## YOUR ASSIGNMENT
Ignoring the images, restate the records below word for word.

## DATASET RECORDS
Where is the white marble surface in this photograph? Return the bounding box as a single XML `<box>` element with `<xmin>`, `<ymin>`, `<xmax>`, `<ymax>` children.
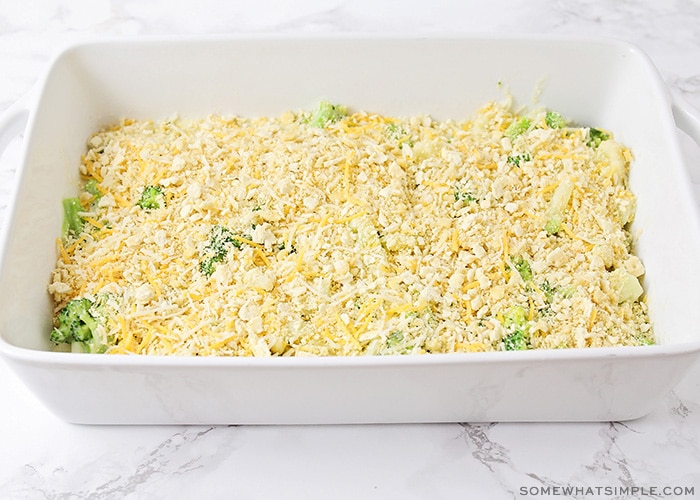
<box><xmin>1</xmin><ymin>1</ymin><xmax>700</xmax><ymax>498</ymax></box>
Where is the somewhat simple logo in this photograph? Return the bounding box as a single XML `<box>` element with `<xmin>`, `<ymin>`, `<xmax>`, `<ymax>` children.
<box><xmin>518</xmin><ymin>485</ymin><xmax>696</xmax><ymax>497</ymax></box>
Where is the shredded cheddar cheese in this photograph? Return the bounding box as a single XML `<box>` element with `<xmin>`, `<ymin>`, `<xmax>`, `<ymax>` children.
<box><xmin>48</xmin><ymin>101</ymin><xmax>653</xmax><ymax>356</ymax></box>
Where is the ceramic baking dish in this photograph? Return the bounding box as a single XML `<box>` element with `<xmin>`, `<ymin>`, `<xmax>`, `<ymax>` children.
<box><xmin>1</xmin><ymin>36</ymin><xmax>700</xmax><ymax>424</ymax></box>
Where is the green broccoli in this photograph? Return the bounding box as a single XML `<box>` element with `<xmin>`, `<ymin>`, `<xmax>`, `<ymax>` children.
<box><xmin>544</xmin><ymin>217</ymin><xmax>562</xmax><ymax>235</ymax></box>
<box><xmin>540</xmin><ymin>280</ymin><xmax>555</xmax><ymax>303</ymax></box>
<box><xmin>503</xmin><ymin>329</ymin><xmax>528</xmax><ymax>351</ymax></box>
<box><xmin>587</xmin><ymin>127</ymin><xmax>610</xmax><ymax>148</ymax></box>
<box><xmin>386</xmin><ymin>123</ymin><xmax>403</xmax><ymax>139</ymax></box>
<box><xmin>504</xmin><ymin>117</ymin><xmax>531</xmax><ymax>139</ymax></box>
<box><xmin>545</xmin><ymin>111</ymin><xmax>566</xmax><ymax>129</ymax></box>
<box><xmin>558</xmin><ymin>285</ymin><xmax>576</xmax><ymax>299</ymax></box>
<box><xmin>511</xmin><ymin>255</ymin><xmax>533</xmax><ymax>282</ymax></box>
<box><xmin>387</xmin><ymin>123</ymin><xmax>415</xmax><ymax>147</ymax></box>
<box><xmin>84</xmin><ymin>179</ymin><xmax>101</xmax><ymax>197</ymax></box>
<box><xmin>544</xmin><ymin>179</ymin><xmax>574</xmax><ymax>235</ymax></box>
<box><xmin>83</xmin><ymin>178</ymin><xmax>103</xmax><ymax>204</ymax></box>
<box><xmin>538</xmin><ymin>280</ymin><xmax>576</xmax><ymax>314</ymax></box>
<box><xmin>199</xmin><ymin>225</ymin><xmax>247</xmax><ymax>276</ymax></box>
<box><xmin>137</xmin><ymin>185</ymin><xmax>164</xmax><ymax>210</ymax></box>
<box><xmin>50</xmin><ymin>297</ymin><xmax>108</xmax><ymax>353</ymax></box>
<box><xmin>635</xmin><ymin>334</ymin><xmax>654</xmax><ymax>346</ymax></box>
<box><xmin>454</xmin><ymin>186</ymin><xmax>478</xmax><ymax>204</ymax></box>
<box><xmin>506</xmin><ymin>152</ymin><xmax>530</xmax><ymax>167</ymax></box>
<box><xmin>386</xmin><ymin>330</ymin><xmax>404</xmax><ymax>348</ymax></box>
<box><xmin>62</xmin><ymin>197</ymin><xmax>85</xmax><ymax>238</ymax></box>
<box><xmin>502</xmin><ymin>305</ymin><xmax>530</xmax><ymax>351</ymax></box>
<box><xmin>309</xmin><ymin>101</ymin><xmax>348</xmax><ymax>128</ymax></box>
<box><xmin>277</xmin><ymin>242</ymin><xmax>297</xmax><ymax>254</ymax></box>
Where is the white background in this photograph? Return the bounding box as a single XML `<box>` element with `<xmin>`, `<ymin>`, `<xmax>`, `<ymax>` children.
<box><xmin>1</xmin><ymin>1</ymin><xmax>699</xmax><ymax>499</ymax></box>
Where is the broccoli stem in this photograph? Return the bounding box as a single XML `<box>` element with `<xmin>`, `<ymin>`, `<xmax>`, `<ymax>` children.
<box><xmin>62</xmin><ymin>197</ymin><xmax>85</xmax><ymax>238</ymax></box>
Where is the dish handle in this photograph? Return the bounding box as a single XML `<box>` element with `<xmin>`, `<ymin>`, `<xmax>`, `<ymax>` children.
<box><xmin>672</xmin><ymin>92</ymin><xmax>700</xmax><ymax>203</ymax></box>
<box><xmin>0</xmin><ymin>95</ymin><xmax>30</xmax><ymax>160</ymax></box>
<box><xmin>672</xmin><ymin>92</ymin><xmax>700</xmax><ymax>149</ymax></box>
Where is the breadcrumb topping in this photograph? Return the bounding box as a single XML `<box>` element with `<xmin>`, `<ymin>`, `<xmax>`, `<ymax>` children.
<box><xmin>48</xmin><ymin>100</ymin><xmax>653</xmax><ymax>356</ymax></box>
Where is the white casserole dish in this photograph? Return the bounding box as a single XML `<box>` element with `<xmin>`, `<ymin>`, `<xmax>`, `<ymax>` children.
<box><xmin>1</xmin><ymin>36</ymin><xmax>700</xmax><ymax>424</ymax></box>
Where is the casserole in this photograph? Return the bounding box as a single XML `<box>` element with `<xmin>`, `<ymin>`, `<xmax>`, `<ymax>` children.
<box><xmin>1</xmin><ymin>36</ymin><xmax>700</xmax><ymax>423</ymax></box>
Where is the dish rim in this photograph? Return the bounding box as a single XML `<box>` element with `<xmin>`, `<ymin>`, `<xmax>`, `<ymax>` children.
<box><xmin>1</xmin><ymin>33</ymin><xmax>699</xmax><ymax>365</ymax></box>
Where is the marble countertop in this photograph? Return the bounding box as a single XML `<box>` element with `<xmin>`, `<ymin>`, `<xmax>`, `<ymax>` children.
<box><xmin>1</xmin><ymin>1</ymin><xmax>700</xmax><ymax>498</ymax></box>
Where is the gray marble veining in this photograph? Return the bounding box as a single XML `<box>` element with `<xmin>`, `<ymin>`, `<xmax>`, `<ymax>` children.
<box><xmin>0</xmin><ymin>1</ymin><xmax>699</xmax><ymax>498</ymax></box>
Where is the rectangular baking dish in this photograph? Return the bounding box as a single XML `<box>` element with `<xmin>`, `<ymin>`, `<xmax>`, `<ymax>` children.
<box><xmin>1</xmin><ymin>36</ymin><xmax>700</xmax><ymax>424</ymax></box>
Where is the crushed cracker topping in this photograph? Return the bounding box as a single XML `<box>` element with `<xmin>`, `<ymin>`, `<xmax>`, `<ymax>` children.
<box><xmin>49</xmin><ymin>100</ymin><xmax>653</xmax><ymax>356</ymax></box>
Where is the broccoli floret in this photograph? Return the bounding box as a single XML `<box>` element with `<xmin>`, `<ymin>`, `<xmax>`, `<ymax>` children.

## SOLVED EXERCISE
Where is the white marble surface in this photograph? Return the bounding box as a single XML `<box>` element with `<xmin>`, `<ymin>`, `<xmax>`, `<ymax>` children.
<box><xmin>1</xmin><ymin>1</ymin><xmax>700</xmax><ymax>498</ymax></box>
Where is the somewhat simple logo in this photograph? Return the bounding box as a single XML `<box>` element with `<xmin>`, `<ymin>`, `<xmax>`, `<ymax>` children.
<box><xmin>518</xmin><ymin>485</ymin><xmax>696</xmax><ymax>497</ymax></box>
Where is the shredded cheddar cheese in this photograph? Return the bounding box as a single XML `<box>` element with `<xmin>`, `<ymin>`, `<xmax>`, `<ymax>` children.
<box><xmin>48</xmin><ymin>101</ymin><xmax>653</xmax><ymax>356</ymax></box>
Where is the ceramic baking dish in this photograph? Return the bounding box as a single XML `<box>` element with `<xmin>`, `<ymin>`, `<xmax>`, `<ymax>` children.
<box><xmin>1</xmin><ymin>36</ymin><xmax>700</xmax><ymax>424</ymax></box>
Where is the green broccoli in this photograph? Return the bounding box as a single XML `<box>` element with `<xmin>`, `<ymin>`, `<xmax>`, `<ymax>` children.
<box><xmin>544</xmin><ymin>217</ymin><xmax>562</xmax><ymax>235</ymax></box>
<box><xmin>540</xmin><ymin>280</ymin><xmax>555</xmax><ymax>303</ymax></box>
<box><xmin>503</xmin><ymin>329</ymin><xmax>528</xmax><ymax>351</ymax></box>
<box><xmin>587</xmin><ymin>127</ymin><xmax>610</xmax><ymax>148</ymax></box>
<box><xmin>386</xmin><ymin>123</ymin><xmax>403</xmax><ymax>139</ymax></box>
<box><xmin>504</xmin><ymin>117</ymin><xmax>531</xmax><ymax>139</ymax></box>
<box><xmin>545</xmin><ymin>111</ymin><xmax>566</xmax><ymax>129</ymax></box>
<box><xmin>558</xmin><ymin>285</ymin><xmax>576</xmax><ymax>299</ymax></box>
<box><xmin>511</xmin><ymin>255</ymin><xmax>533</xmax><ymax>282</ymax></box>
<box><xmin>387</xmin><ymin>123</ymin><xmax>415</xmax><ymax>147</ymax></box>
<box><xmin>84</xmin><ymin>179</ymin><xmax>101</xmax><ymax>197</ymax></box>
<box><xmin>544</xmin><ymin>179</ymin><xmax>574</xmax><ymax>235</ymax></box>
<box><xmin>83</xmin><ymin>178</ymin><xmax>103</xmax><ymax>204</ymax></box>
<box><xmin>538</xmin><ymin>280</ymin><xmax>576</xmax><ymax>314</ymax></box>
<box><xmin>199</xmin><ymin>225</ymin><xmax>247</xmax><ymax>276</ymax></box>
<box><xmin>137</xmin><ymin>185</ymin><xmax>164</xmax><ymax>210</ymax></box>
<box><xmin>50</xmin><ymin>297</ymin><xmax>108</xmax><ymax>353</ymax></box>
<box><xmin>635</xmin><ymin>334</ymin><xmax>654</xmax><ymax>346</ymax></box>
<box><xmin>454</xmin><ymin>186</ymin><xmax>478</xmax><ymax>204</ymax></box>
<box><xmin>506</xmin><ymin>152</ymin><xmax>530</xmax><ymax>167</ymax></box>
<box><xmin>386</xmin><ymin>330</ymin><xmax>404</xmax><ymax>348</ymax></box>
<box><xmin>62</xmin><ymin>197</ymin><xmax>85</xmax><ymax>238</ymax></box>
<box><xmin>502</xmin><ymin>305</ymin><xmax>530</xmax><ymax>351</ymax></box>
<box><xmin>309</xmin><ymin>101</ymin><xmax>348</xmax><ymax>128</ymax></box>
<box><xmin>277</xmin><ymin>242</ymin><xmax>297</xmax><ymax>254</ymax></box>
Where is the white background in this photograph? Return the bounding box as a single XML `<box>` element with `<xmin>`, `<ymin>`, `<xmax>`, `<ymax>` children.
<box><xmin>1</xmin><ymin>1</ymin><xmax>699</xmax><ymax>499</ymax></box>
Where is the broccoli stem in this photograph? Return the bounding box as a single XML `<box>` element with `<xmin>`, `<ymin>`, `<xmax>`, `<ymax>` children.
<box><xmin>62</xmin><ymin>197</ymin><xmax>85</xmax><ymax>238</ymax></box>
Where is the dish handle in this photograph? Return the bounding box as a single XML `<box>` element with `<xmin>`, `<ymin>`, `<xmax>`, `<ymax>` children.
<box><xmin>672</xmin><ymin>92</ymin><xmax>700</xmax><ymax>203</ymax></box>
<box><xmin>0</xmin><ymin>95</ymin><xmax>30</xmax><ymax>160</ymax></box>
<box><xmin>672</xmin><ymin>92</ymin><xmax>700</xmax><ymax>149</ymax></box>
Where is the breadcrumb topping in this photograph? Return the bounding box as a single XML `<box>` element with `<xmin>`, `<ymin>`, `<xmax>`, `<ymax>` children.
<box><xmin>48</xmin><ymin>100</ymin><xmax>653</xmax><ymax>356</ymax></box>
Where is the white casserole dish in this photograph? Return the bounding box as a single XML `<box>` element with `<xmin>`, `<ymin>`, `<xmax>`, `<ymax>` children.
<box><xmin>1</xmin><ymin>36</ymin><xmax>700</xmax><ymax>424</ymax></box>
Where is the casserole in this photograph? Return the bounding box as a single XML `<box>` element with `<xmin>`, `<ymin>`, `<xmax>`, `<ymax>` children.
<box><xmin>1</xmin><ymin>36</ymin><xmax>700</xmax><ymax>423</ymax></box>
Where is the dish rim in this photograph? Return the bounding box as a single XML `<box>` element with `<xmin>`, `<ymin>`, `<xmax>`, `<ymax>` children.
<box><xmin>1</xmin><ymin>33</ymin><xmax>699</xmax><ymax>365</ymax></box>
Where is the marble countertop in this photograph? Return the bounding box as a single XML `<box>` element with `<xmin>`, `<ymin>`, `<xmax>`, `<ymax>` children.
<box><xmin>1</xmin><ymin>1</ymin><xmax>700</xmax><ymax>498</ymax></box>
Where is the gray marble veining in this photograph? Return the bounding box as a single XML `<box>` element with `<xmin>`, `<ymin>`, `<xmax>`, `<ymax>` children.
<box><xmin>0</xmin><ymin>1</ymin><xmax>699</xmax><ymax>498</ymax></box>
Where is the rectangular baking dish in this photograph? Return the bounding box as a single XML `<box>` element with `<xmin>`, `<ymin>`, `<xmax>`, `<ymax>` children.
<box><xmin>1</xmin><ymin>36</ymin><xmax>700</xmax><ymax>424</ymax></box>
Where is the crushed cracker topping in this photograph? Return the bounding box as a single XML `<box>` element with `<xmin>`, `<ymin>`, `<xmax>`, `<ymax>` children.
<box><xmin>49</xmin><ymin>100</ymin><xmax>653</xmax><ymax>356</ymax></box>
Where is the broccoli floret in this photograph? Return the bounding box as a single XML `<box>` element with `<xmin>`, `<ymin>`, `<xmax>`, `<ymax>` children.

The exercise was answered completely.